● Set exercise
Can you rewrite the listing, replacing "fallen stone slab" with "toppled stone block" each time it appears and leaving everything else unchanged?

※

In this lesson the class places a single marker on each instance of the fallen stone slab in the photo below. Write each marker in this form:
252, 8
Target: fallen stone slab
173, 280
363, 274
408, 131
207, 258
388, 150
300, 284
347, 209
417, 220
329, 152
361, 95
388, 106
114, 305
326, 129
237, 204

※

● Result of this exercise
In this lesson the class places a single marker on each instance of the toppled stone block in the photo below. Write each marker in this form:
252, 8
Target: toppled stone block
173, 280
363, 274
408, 131
207, 258
388, 150
300, 284
347, 209
417, 220
329, 152
361, 95
388, 106
114, 305
326, 129
237, 204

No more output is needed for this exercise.